◆ **Instruction 1**
Reproduce the stretch of the drag-and-drop rules page from "## An overview" through "formulas in CtCoq.".
◆ **Instruction 2**
Answer these from the drag-and-drop rules page, one line each:
(a) With the standard settings, in what colors do the positions where the mouse is depressed and released appear?
(b) What kind of number is a rule's depth degree?
(c) What command is added in front of the generated command when necessary?
◆ **Instruction 3**
Write the next part of the drag-and-drop rules page, picking up after its final sentence.

===== Document passage =====

# Specifying Drag-and-Drop rules

The aim of this page is to give the basic information to extend the drag-and-drop algorithm to address the mathematical domain of your choice. We describe the basic elements of behavior descriptions drag-and-drop rules. In other pages, we describes the tools provided to add new rules: an interactive editor and an automatic tool to construct the natural rules for some general classes of theorems.

## An overview of the algorithm

When a drag-and-drop action is requested, the algorithm determines the position where the action is requested from the two positions where the mouse is depressed and released (with the standard settings, these positions appear in pink and green). These positions gives a tree structure which is successively matched against the rules given in a collection. When this matching succeeds, a command is generated by completing a command template coming from the rule with data coming from the designated position. When necessary, a Coq Pattern command is added in front of the command, to make sure that the rewriting will occur only at the position designated by the user. To understand how the matching happens, you need to know a little more about the structure of formulas in CtCoq.

### A summary of the matching procedure

Each drag-and-drop behavior rule comes with the following kinds of data:

1. A tree pattern (you can have more information on trees and patterns below).
2. An initial path and a final path (you can have more information on paths below), paths are lists of integers.
3. A depth degree (more on this below), this is a positive integer.
To check a movement (given by two paths) against the rule, the procedure is to:
• find the least common ancestor,
• move up a number of steps given by the depth degree,
• match this position with the rule's pattern, and
• check the two paths against the initial and final path from the rule.
We will now explain these steps in more detail.

===== Recorded data =====

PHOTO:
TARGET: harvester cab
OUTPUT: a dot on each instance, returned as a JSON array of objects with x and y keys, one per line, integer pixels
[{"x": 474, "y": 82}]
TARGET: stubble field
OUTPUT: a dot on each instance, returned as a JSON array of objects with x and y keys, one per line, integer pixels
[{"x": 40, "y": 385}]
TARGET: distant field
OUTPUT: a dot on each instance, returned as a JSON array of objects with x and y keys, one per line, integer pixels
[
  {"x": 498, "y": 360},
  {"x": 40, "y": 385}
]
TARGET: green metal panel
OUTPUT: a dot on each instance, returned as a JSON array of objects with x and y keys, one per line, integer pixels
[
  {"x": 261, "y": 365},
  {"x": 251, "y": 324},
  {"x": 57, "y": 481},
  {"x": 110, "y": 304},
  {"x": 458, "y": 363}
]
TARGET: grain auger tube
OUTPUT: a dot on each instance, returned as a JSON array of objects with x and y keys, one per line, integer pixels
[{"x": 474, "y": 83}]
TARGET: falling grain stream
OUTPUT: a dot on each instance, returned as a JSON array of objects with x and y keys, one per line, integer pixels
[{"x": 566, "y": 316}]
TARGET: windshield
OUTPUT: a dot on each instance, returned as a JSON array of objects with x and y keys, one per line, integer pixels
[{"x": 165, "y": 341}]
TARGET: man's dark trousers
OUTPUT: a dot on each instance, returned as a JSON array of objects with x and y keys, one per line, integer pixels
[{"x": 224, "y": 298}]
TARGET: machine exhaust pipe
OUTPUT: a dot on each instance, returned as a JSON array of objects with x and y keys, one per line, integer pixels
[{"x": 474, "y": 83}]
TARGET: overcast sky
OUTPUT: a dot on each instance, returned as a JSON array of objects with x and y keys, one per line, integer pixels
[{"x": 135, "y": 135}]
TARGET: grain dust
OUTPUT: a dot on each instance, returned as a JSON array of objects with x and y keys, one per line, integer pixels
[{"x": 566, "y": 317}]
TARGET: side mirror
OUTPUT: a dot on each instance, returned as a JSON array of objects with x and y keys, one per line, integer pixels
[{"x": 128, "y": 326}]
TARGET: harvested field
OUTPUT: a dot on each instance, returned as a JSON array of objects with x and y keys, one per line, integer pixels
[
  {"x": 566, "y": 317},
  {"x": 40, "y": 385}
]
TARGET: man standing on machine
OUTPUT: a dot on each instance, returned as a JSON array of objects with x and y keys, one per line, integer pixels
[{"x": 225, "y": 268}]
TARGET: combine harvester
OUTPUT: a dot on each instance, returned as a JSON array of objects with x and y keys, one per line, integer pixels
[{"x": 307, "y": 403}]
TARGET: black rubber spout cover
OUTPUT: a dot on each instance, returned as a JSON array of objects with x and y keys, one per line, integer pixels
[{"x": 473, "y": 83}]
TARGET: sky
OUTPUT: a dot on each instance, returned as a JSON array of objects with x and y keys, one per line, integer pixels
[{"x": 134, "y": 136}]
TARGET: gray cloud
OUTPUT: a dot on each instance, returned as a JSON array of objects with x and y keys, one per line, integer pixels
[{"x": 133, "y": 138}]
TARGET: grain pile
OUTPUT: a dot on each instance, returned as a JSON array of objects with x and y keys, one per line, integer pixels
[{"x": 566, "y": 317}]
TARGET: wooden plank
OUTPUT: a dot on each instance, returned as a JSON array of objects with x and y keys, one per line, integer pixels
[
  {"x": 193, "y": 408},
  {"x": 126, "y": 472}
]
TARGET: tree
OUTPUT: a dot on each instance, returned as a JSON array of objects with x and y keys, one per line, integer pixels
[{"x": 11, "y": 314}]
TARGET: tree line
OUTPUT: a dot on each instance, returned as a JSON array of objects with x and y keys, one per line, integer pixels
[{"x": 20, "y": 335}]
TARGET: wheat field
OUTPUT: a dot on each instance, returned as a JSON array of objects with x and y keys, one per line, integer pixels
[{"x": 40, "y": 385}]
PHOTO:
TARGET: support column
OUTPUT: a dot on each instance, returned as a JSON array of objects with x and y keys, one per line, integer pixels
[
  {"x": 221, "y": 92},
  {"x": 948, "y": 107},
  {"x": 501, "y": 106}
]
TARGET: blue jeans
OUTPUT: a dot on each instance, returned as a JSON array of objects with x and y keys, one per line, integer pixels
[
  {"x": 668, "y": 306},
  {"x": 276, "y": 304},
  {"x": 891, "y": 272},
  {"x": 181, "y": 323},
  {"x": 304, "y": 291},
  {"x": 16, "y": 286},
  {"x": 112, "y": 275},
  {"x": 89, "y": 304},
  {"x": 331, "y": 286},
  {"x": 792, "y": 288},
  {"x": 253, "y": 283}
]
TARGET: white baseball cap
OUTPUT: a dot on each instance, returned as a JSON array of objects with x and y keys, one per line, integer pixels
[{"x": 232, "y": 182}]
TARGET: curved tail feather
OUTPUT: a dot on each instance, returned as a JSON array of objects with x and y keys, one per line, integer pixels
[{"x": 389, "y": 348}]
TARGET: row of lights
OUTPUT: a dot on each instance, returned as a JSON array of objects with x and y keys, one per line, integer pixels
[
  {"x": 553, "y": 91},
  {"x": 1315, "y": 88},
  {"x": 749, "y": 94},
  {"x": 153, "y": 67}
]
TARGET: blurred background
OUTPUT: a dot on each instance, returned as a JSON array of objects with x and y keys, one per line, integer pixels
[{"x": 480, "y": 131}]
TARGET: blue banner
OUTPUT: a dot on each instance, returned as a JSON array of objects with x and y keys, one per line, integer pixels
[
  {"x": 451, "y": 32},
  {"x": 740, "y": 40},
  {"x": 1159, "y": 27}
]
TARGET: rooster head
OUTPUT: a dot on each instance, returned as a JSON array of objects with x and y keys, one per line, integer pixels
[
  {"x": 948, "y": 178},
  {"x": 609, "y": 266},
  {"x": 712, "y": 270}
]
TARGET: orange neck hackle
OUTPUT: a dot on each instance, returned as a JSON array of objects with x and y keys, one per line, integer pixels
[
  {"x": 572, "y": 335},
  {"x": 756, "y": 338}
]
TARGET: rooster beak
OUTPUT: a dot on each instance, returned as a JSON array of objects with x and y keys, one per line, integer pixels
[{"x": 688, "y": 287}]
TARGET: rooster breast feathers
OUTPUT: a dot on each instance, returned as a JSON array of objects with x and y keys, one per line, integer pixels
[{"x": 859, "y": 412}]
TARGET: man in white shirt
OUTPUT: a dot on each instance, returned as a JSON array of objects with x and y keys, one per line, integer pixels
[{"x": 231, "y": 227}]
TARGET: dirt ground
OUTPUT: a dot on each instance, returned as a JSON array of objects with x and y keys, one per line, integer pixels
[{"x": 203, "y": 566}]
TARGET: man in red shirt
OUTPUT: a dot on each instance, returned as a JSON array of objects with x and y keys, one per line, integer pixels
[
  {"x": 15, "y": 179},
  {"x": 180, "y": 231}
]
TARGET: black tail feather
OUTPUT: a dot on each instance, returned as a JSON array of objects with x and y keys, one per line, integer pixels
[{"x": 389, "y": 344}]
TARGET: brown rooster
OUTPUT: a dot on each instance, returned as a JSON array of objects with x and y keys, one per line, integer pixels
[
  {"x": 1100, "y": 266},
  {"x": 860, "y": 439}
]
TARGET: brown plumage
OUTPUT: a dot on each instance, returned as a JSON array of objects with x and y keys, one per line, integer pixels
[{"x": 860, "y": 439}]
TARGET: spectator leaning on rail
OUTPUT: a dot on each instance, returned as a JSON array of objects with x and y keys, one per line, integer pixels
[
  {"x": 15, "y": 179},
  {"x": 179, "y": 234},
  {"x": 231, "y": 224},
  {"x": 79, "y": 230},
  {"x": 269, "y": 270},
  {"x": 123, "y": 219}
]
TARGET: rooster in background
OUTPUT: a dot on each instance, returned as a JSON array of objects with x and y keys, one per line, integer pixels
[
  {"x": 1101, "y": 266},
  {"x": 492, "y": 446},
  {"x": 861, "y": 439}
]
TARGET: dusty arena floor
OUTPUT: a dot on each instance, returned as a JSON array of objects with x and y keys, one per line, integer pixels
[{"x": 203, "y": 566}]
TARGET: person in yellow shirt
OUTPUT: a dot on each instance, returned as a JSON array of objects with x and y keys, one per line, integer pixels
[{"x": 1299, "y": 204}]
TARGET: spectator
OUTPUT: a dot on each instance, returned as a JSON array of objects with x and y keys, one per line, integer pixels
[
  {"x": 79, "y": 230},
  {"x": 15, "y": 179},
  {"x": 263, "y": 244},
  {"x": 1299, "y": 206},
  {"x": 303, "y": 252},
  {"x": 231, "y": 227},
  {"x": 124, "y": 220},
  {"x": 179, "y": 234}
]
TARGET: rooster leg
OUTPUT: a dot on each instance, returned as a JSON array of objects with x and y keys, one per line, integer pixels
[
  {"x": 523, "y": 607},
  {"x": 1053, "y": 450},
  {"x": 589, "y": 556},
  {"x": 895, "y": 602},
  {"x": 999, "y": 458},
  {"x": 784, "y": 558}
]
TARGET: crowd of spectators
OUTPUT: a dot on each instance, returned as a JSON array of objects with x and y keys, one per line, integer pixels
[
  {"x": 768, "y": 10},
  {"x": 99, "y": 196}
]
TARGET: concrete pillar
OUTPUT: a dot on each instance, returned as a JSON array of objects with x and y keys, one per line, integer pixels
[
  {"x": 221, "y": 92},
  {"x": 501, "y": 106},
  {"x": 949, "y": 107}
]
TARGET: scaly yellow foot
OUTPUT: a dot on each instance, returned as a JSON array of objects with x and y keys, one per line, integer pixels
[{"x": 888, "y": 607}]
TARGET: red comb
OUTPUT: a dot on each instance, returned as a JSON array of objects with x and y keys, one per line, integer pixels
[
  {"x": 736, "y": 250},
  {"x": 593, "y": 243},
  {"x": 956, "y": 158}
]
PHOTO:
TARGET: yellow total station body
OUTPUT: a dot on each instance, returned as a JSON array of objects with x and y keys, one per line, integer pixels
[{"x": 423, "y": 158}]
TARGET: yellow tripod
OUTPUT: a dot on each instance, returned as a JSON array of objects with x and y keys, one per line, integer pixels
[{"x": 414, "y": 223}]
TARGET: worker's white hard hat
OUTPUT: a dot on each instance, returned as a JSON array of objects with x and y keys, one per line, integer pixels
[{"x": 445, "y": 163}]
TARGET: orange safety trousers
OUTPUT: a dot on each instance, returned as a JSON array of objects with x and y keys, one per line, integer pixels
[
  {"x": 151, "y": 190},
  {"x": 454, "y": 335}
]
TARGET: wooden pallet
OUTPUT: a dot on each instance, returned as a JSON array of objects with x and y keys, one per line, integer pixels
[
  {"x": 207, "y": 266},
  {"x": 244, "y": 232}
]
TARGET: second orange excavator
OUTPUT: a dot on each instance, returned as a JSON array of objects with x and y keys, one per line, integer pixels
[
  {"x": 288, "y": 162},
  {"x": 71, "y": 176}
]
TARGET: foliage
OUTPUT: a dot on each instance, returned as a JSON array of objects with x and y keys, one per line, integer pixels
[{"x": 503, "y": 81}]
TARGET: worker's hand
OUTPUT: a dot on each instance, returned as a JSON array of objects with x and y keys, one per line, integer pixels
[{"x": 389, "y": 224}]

=====

◆ **Expected answer 1**
## An overview of the algorithm

When a drag-and-drop action is requested, the algorithm determines the position where the action is requested from the two positions where the mouse is depressed and released (with the standard settings, these positions appear in pink and green). These positions gives a tree structure which is successively matched against the rules given in a collection. When this matching succeeds, a command is generated by completing a command template coming from the rule with data coming from the designated position. When necessary, a Coq Pattern command is added in front of the command, to make sure that the rewriting will occur only at the position designated by the user. To understand how the matching happens, you need to know a little more about the structure of formulas in CtCoq.

◆ **Expected answer 2**
(a) Pink and green.
(b) A positive integer.
(c) A Coq Pattern command.

◆ **Expected answer 3**
## The data in Drag-and-Drop rules

### The structure of formulas

The formulas manipulated when performing rewriting are mostly restricted to identifiers and functions applied to formulas. Thus, almost all the structures we shall consider in this presentation we be composed with only two basic patterns: identifiers (operator ident) and applications of functions to non empty lists of arguments (operators appc and formula_ne_list). For instance, the expression "(x + y) * z" will be represented by the tree-like structure given in figure 1:

Figure 1. The tree structure of a mathematical expression

Trees with appc as head operator always have two children, where the first one is the function and the second is the list of arguments. Trees with formula_ne_list as head operator can have an arbitrary number of children, but at least one. Trees with ident as head operator do not have any children, they simply carry a value which is a name.

### Positions in formulas

The positions in tree structures are designated using paths, which are lists of integers. The first integer represent the rank of the branch you should follow to go from the root of the term towards the designated position. The rest of the list can be interpreted similarly, but taking the corresponding subterm as the new root. For instance, the identifier "x" is designated by the path "(2 1 2 1)", while the identifier "plus" is designated by the path "(2 1 1)".

### Matching trees and positions

Patterns are constructed like trees, except that they use an extra kind of operators meta to represent variables that can be instanciated with arbitrary tree structures (meta stands for "meta-variables" to distinguish these from the variables occurring in mathematical formulas, represented by the operator "ident"). For instance, figure 2 gives a pattern that can match the expression "(x + y)" (the sub-expression at path "(2 1)" in our example tree).

Figure 2. A tree pattern

The meta-variables in patterns have names and these names are significant. A meta-variable with the same name occurring at two different positions indicates that the corresponding subterms of the matched tree have to be equal. The names will also be significant to designate data from the matched tree, when transferring data to the constructed command.

### Determining the expression matched against the rule's pattern

For the drag-and-drop rule to be eligible, it is necessary that an ancestor of the positions given by the user "match" the patterns and positions given in the rule.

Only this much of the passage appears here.